WORK TO COMPLETE
1. In the forum thread on the "What is it" quiz, do these statements agree with it? (a) The can held soda. (b) tpe offers a virtual round of beer as a prize. (c) taytho says the government can be blamed for some of life's problems. Answer each yes or no and quote the deciding words.
2. In the forum thread on the "What is it" quiz, why does taytho say that not all of life's problems are caused by beer? Answer in one to three sentences.
3. What does fido dog identify the item in the forum thread on the "What is it" quiz as?

READING PASSAGE
# What is it



## tpe (Aug 13, 2007)

Anyone for another of those annoying what is it quiz type things, post em if you got em...


Here is one to start with





Is it too easy?


tim


----------



## fido dog (Aug 13, 2007)

It's obvious that you have a left handed bacon stretcher there!........TOO EASY!!:mrgreen:

What do I win!?!?!?


----------



## fido dog (Aug 13, 2007)

P.S............Did the can have beer or soda?


----------



## tpe (Aug 14, 2007)

Soda, whats that? Beer beer beer of course .

Sorry cant offer more than a virtual ice cold round of the stuff as a prize, but next time its a hot day and you are sitting in the garden, it is on me . 

And of course the right to post another mystery?

tim


----------



## fido dog (Aug 14, 2007)

Is there anything beer Can't do.................:hail:


----------



## hawee99 (Aug 14, 2007)

Ah the cause of, and solution to, all of lifes problems


----------



## taytho (Sep 2, 2007)

hawee99 said:


> Ah the cause of, and solution to, all of lifes problems



in defense of beer..... not ALL of lifes problems are caused by it... the government can be blamed for a few as well.


----------

DATA PROVIDED
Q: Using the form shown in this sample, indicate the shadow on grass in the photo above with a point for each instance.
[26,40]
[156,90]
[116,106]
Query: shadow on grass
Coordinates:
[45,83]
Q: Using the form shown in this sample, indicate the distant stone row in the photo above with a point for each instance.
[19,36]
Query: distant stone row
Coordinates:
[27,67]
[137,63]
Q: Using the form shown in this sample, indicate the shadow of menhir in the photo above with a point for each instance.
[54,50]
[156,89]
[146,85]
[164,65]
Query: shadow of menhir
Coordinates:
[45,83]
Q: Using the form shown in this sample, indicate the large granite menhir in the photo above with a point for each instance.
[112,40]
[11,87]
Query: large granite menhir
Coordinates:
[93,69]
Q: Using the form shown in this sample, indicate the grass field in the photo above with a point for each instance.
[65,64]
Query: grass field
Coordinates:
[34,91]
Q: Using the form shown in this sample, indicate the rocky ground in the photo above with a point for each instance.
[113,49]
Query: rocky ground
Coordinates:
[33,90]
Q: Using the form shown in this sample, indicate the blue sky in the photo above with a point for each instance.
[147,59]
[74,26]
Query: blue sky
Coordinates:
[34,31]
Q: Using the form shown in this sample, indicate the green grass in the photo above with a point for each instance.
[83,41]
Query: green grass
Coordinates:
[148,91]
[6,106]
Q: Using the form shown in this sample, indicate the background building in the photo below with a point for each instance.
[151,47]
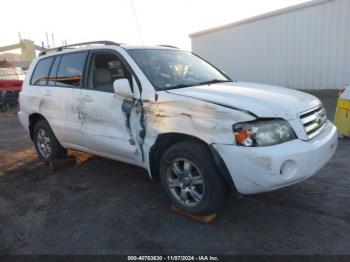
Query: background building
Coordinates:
[306,46]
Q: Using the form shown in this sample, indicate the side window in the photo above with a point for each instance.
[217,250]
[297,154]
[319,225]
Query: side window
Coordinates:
[53,72]
[105,68]
[41,72]
[70,69]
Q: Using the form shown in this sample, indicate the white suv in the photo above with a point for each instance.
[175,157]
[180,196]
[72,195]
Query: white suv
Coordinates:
[177,116]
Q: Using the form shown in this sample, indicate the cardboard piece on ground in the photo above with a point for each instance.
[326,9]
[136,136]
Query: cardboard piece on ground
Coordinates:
[204,219]
[58,164]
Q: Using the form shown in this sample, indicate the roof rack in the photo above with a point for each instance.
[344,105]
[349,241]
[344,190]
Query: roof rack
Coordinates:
[170,46]
[58,49]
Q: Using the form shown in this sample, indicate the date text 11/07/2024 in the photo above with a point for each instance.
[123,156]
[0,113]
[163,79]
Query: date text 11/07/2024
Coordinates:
[173,258]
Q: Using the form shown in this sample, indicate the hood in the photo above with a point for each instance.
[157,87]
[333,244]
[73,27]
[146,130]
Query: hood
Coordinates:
[259,99]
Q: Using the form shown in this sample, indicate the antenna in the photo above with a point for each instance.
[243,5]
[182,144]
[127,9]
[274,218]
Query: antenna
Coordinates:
[53,41]
[47,41]
[140,34]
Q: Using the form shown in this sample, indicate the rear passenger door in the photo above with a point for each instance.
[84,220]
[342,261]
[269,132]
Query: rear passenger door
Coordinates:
[104,124]
[67,81]
[57,80]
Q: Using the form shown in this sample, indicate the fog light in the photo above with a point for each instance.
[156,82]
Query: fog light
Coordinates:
[289,169]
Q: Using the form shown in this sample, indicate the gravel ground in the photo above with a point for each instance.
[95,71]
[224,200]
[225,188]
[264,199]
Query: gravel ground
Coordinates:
[106,207]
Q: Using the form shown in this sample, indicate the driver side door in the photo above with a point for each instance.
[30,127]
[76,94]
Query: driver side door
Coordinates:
[104,123]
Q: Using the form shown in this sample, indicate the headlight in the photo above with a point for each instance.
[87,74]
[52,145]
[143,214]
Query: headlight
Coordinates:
[263,133]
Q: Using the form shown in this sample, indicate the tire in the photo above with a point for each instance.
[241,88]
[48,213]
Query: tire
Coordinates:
[201,190]
[46,143]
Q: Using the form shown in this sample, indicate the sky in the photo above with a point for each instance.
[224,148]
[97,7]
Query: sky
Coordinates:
[160,21]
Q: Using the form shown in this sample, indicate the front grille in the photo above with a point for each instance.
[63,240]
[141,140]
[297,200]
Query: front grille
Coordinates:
[314,121]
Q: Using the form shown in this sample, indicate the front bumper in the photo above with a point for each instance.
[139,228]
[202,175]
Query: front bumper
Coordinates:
[262,169]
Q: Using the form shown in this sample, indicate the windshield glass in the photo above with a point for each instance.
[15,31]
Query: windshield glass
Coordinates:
[169,69]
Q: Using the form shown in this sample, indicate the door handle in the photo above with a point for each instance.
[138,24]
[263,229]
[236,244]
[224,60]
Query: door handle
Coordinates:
[47,93]
[86,98]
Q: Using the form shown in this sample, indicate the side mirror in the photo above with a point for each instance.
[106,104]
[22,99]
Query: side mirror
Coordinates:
[122,88]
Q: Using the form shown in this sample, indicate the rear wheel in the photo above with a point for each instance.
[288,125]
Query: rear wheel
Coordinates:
[190,178]
[46,143]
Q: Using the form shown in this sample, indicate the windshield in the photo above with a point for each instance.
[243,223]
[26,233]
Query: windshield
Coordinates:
[169,69]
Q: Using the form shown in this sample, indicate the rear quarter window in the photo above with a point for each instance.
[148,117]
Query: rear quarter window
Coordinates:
[70,70]
[41,72]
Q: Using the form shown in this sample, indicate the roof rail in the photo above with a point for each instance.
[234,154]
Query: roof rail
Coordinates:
[58,49]
[170,46]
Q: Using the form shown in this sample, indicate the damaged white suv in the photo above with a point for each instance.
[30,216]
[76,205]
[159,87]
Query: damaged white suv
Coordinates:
[177,116]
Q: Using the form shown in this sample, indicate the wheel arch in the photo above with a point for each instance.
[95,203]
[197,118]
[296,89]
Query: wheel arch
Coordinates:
[164,141]
[33,119]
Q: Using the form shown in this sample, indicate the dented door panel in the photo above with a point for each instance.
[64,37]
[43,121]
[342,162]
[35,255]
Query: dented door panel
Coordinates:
[104,125]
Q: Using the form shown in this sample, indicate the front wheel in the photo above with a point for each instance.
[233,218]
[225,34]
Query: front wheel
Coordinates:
[191,179]
[46,143]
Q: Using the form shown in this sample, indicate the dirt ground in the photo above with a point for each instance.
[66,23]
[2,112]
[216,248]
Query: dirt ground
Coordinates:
[105,207]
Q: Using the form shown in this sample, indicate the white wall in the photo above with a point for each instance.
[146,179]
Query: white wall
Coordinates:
[307,48]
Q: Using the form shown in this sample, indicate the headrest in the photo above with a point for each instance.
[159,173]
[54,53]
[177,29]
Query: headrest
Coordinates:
[102,76]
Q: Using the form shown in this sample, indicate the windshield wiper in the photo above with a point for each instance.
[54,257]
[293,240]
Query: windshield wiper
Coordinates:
[178,86]
[213,81]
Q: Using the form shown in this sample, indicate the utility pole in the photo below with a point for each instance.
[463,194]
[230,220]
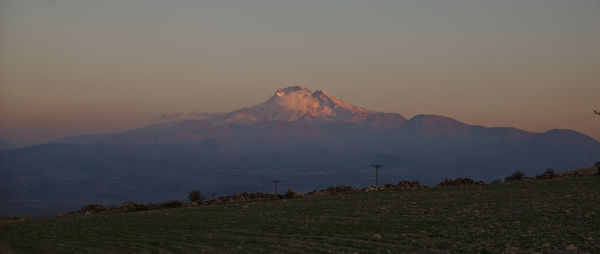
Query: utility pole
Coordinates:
[376,166]
[275,182]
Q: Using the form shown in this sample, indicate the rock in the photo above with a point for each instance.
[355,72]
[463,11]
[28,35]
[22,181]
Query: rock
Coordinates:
[376,237]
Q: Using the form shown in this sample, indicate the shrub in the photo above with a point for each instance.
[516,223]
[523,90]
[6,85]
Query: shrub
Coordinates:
[516,176]
[292,194]
[171,204]
[549,173]
[196,196]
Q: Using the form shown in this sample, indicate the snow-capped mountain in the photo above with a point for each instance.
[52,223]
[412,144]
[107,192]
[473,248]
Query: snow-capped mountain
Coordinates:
[300,104]
[306,139]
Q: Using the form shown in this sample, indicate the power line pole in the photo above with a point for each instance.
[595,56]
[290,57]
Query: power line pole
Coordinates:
[376,166]
[275,182]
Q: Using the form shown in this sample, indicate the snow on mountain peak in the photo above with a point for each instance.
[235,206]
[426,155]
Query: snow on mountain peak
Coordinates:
[299,103]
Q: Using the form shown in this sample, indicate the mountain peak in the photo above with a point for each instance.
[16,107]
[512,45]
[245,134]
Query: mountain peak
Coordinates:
[288,90]
[299,103]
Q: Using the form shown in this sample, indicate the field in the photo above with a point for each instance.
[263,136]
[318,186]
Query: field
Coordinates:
[548,216]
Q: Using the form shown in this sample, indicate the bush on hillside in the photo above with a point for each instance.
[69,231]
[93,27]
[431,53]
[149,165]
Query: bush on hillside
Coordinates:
[548,174]
[171,204]
[292,194]
[196,196]
[516,176]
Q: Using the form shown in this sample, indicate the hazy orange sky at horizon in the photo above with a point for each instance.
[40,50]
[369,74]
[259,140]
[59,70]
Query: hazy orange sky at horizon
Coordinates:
[82,67]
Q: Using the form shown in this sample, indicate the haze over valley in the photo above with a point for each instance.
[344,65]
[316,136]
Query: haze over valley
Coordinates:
[306,139]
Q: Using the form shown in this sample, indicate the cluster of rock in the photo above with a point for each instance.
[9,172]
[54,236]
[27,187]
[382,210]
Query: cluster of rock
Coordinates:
[460,182]
[128,206]
[244,196]
[403,185]
[332,190]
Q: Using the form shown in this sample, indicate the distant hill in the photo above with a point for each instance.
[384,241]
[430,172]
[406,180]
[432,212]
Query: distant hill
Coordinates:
[306,139]
[5,144]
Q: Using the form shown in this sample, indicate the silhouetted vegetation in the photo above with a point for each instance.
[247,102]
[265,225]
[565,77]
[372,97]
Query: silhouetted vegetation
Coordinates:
[548,174]
[196,196]
[516,176]
[292,194]
[460,182]
[171,204]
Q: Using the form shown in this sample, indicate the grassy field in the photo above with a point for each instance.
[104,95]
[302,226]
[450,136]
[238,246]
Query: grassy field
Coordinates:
[543,216]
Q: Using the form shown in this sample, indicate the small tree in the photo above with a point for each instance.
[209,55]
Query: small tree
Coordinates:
[516,176]
[196,196]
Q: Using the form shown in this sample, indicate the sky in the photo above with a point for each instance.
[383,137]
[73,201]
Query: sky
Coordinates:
[71,67]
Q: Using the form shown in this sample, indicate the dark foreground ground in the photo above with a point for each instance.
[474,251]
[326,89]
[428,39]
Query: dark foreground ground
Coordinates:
[551,216]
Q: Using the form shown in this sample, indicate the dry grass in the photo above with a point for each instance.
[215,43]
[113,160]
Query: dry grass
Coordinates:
[557,215]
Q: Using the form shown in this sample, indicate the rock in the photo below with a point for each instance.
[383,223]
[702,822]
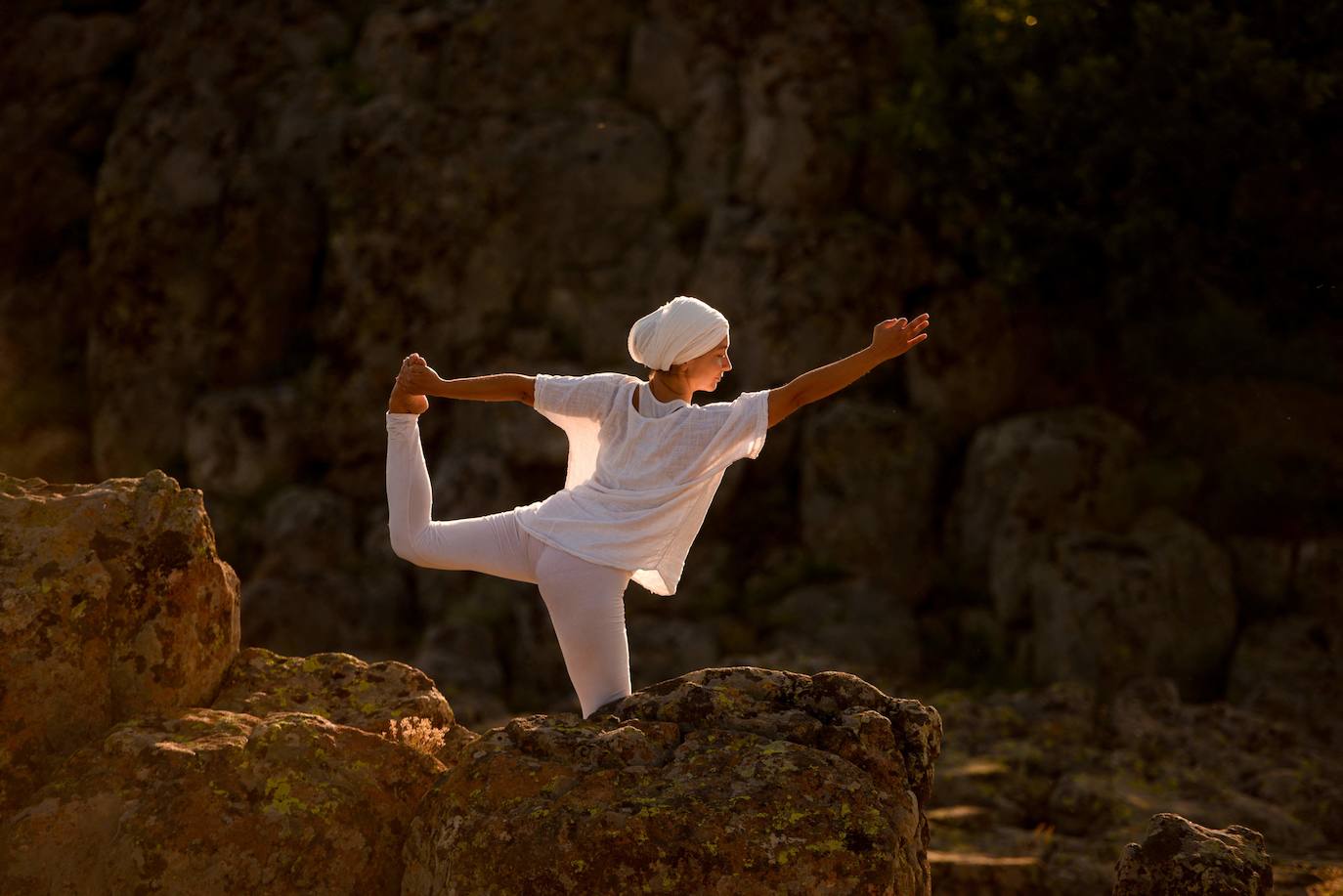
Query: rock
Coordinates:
[113,602]
[1178,856]
[1319,573]
[242,441]
[869,472]
[979,875]
[736,778]
[340,688]
[1029,479]
[979,376]
[1263,571]
[1282,665]
[208,801]
[1156,601]
[1274,448]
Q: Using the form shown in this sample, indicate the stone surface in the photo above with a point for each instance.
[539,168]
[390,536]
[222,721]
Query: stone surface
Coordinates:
[340,688]
[113,602]
[207,801]
[722,781]
[1178,856]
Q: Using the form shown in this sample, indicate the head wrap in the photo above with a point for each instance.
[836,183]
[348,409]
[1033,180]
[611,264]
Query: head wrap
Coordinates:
[675,332]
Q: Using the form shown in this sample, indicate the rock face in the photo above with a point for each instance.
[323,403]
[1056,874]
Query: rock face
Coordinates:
[113,603]
[1182,857]
[201,769]
[722,781]
[205,801]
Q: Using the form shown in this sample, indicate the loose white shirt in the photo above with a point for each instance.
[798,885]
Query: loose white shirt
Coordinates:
[638,483]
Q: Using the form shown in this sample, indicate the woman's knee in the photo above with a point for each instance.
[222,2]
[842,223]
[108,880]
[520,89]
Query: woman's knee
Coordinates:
[403,543]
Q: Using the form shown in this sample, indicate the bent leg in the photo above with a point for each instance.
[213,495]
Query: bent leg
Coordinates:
[585,602]
[489,544]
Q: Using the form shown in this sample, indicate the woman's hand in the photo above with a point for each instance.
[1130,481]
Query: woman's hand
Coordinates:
[893,337]
[416,376]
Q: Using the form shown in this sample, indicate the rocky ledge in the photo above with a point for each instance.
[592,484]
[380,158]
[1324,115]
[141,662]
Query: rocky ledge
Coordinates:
[146,751]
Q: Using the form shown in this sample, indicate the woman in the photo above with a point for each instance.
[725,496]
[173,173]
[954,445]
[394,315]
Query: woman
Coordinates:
[643,465]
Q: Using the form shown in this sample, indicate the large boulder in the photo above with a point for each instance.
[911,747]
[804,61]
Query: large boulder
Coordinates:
[113,602]
[1181,857]
[340,688]
[732,780]
[207,801]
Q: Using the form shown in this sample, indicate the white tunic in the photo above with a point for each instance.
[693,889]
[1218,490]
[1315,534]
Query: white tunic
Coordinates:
[638,483]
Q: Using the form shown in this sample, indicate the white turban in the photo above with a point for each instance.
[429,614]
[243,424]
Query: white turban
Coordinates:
[675,332]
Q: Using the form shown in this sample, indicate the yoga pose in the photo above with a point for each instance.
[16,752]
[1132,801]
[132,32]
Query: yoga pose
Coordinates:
[643,465]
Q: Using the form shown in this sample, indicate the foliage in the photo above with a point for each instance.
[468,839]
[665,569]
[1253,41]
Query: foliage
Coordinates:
[1128,154]
[416,732]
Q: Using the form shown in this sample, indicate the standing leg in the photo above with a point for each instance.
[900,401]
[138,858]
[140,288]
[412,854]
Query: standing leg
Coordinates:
[585,602]
[488,544]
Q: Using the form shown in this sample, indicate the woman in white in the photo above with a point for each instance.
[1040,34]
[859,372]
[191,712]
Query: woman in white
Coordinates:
[643,465]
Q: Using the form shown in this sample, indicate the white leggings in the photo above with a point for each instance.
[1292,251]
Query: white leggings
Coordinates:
[585,601]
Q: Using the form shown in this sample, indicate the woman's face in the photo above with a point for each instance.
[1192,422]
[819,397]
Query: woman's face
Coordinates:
[706,371]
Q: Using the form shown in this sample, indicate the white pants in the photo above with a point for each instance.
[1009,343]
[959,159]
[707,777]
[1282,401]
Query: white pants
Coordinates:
[585,601]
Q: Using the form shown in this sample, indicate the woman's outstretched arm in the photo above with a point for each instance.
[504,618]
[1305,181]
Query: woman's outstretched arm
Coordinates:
[422,379]
[889,339]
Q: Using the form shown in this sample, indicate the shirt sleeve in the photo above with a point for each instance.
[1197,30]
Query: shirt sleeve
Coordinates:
[740,426]
[587,397]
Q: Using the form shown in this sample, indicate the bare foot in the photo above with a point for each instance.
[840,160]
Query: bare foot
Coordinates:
[403,402]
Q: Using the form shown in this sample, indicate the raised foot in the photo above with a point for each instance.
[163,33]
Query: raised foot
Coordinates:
[402,401]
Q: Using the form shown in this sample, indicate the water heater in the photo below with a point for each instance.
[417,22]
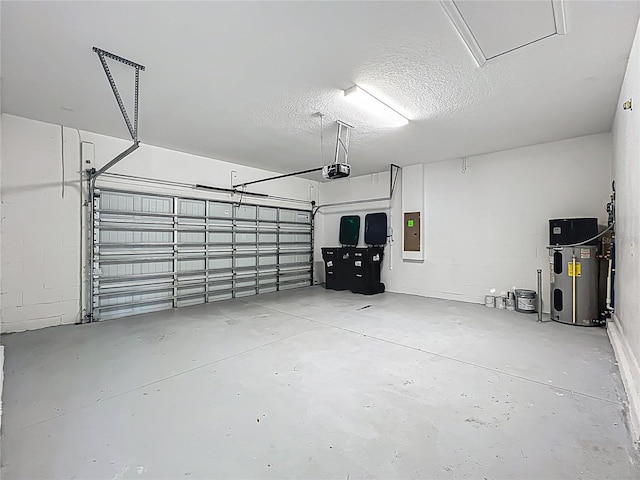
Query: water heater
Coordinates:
[574,272]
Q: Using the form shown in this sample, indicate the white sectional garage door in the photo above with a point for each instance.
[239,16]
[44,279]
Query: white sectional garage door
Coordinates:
[153,252]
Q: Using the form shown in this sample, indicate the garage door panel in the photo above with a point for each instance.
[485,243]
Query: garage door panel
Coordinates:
[153,252]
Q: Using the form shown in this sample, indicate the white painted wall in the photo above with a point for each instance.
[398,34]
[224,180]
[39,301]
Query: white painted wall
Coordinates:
[42,241]
[624,329]
[487,227]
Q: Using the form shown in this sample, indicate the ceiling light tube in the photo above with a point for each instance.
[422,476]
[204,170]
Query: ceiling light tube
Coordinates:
[371,103]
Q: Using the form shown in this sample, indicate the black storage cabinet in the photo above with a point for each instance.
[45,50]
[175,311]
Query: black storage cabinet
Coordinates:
[333,274]
[366,271]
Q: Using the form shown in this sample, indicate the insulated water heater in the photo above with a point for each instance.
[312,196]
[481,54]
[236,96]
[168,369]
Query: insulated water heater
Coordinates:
[574,271]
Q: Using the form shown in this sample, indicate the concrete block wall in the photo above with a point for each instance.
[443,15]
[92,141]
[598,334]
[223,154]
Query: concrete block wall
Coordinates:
[487,226]
[42,246]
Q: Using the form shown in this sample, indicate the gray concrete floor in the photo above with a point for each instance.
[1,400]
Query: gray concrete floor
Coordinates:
[310,384]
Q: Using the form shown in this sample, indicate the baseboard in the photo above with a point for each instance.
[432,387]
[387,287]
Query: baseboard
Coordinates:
[630,373]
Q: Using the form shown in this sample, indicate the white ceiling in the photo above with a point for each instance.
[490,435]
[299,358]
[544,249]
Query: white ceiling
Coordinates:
[500,27]
[241,81]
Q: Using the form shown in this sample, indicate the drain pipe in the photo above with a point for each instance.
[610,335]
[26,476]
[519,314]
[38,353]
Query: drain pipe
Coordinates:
[539,295]
[609,309]
[573,283]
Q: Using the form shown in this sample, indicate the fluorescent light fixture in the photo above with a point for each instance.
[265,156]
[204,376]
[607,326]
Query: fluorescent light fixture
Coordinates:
[371,103]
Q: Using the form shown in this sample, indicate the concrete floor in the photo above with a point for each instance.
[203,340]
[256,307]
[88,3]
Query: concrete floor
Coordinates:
[316,384]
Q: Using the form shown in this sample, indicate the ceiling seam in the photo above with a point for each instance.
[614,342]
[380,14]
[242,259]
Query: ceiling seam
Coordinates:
[469,28]
[522,46]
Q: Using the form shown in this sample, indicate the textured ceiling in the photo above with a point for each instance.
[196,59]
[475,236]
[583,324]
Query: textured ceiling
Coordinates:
[240,81]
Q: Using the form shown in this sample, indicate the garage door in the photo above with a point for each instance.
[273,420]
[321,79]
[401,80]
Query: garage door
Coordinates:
[154,252]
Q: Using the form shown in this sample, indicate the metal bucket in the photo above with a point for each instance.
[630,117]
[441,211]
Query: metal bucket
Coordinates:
[525,301]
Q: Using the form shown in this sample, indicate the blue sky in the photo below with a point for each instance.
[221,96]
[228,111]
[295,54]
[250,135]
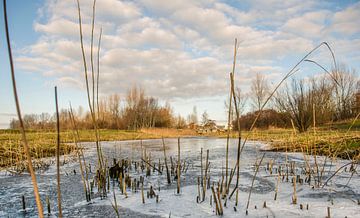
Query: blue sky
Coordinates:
[180,52]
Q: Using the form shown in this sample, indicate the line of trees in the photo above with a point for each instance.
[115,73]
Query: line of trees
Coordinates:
[327,98]
[323,99]
[136,111]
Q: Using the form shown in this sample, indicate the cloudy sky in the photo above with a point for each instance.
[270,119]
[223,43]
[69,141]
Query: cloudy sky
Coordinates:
[179,51]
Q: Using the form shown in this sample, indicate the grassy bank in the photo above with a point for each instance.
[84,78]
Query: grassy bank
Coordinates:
[328,140]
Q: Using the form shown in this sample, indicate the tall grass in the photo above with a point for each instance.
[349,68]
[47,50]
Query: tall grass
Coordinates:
[58,153]
[18,110]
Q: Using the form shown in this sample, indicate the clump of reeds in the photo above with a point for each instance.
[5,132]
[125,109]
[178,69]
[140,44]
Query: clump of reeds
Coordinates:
[22,128]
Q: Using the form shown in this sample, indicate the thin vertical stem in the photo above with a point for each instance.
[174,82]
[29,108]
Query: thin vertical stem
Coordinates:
[178,170]
[58,153]
[92,56]
[98,73]
[22,129]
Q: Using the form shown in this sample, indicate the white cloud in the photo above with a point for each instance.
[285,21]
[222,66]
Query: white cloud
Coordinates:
[183,49]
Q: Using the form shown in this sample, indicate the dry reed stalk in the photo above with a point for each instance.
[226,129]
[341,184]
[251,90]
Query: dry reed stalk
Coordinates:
[252,182]
[58,153]
[99,153]
[277,186]
[166,166]
[294,197]
[216,201]
[219,199]
[80,153]
[292,71]
[350,163]
[239,137]
[201,168]
[205,176]
[22,128]
[229,119]
[98,73]
[314,144]
[91,55]
[142,192]
[178,168]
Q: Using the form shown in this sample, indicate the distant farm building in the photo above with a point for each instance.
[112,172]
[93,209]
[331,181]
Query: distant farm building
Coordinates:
[212,126]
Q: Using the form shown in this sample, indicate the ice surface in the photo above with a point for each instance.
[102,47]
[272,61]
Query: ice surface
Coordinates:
[340,195]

RESULTS BY TASK
1.
(a) No: "Soda, whats that? Beer beer beer of course"
(b) Yes: "Sorry cant offer more than a virtual ice cold round of the stuff as a prize"
(c) Yes: "the government can be blamed for a few as well."

2. taytho says this because the government can be blamed for a few of life's problems as well.

3. A left handed bacon stretcher.